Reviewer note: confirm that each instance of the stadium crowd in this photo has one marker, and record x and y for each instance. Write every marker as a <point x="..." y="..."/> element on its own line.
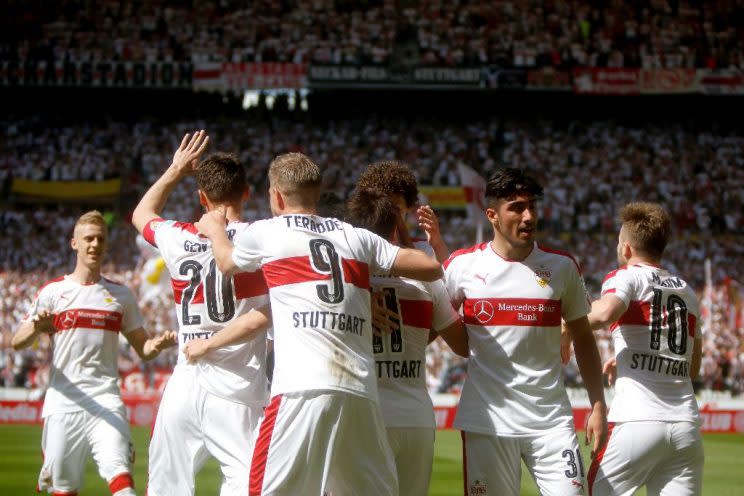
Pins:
<point x="462" y="33"/>
<point x="590" y="170"/>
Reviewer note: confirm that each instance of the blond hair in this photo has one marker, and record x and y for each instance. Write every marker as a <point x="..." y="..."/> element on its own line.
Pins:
<point x="296" y="177"/>
<point x="647" y="227"/>
<point x="93" y="217"/>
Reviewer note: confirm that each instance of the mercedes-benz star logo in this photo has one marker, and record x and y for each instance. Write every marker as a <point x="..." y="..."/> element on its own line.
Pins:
<point x="483" y="311"/>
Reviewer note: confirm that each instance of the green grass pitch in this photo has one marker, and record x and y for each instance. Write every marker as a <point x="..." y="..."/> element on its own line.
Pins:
<point x="20" y="459"/>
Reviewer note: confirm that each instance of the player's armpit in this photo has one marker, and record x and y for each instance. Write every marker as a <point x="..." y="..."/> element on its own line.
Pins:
* * * * * * *
# PROBLEM DETAILS
Starting with the line that contains "Reviewer note: confirm that each instance of the green" and going on through the end of the items, rewrite those lines with "Points" substituted for "Pins" and everything else left the same.

# EXPECTED ANSWER
Reviewer note: confirm that each instance of the green grass pitch in this photo has one marker, and record x and y for each instance. Write every marker as a <point x="..." y="..."/> element on its own line.
Points:
<point x="20" y="459"/>
Reviewer note: confirm that each instance of the player's armpit in this photo has one marker, and record x and y for each instance. Write every marker as a <point x="..." y="..."/> element on its own line.
Points:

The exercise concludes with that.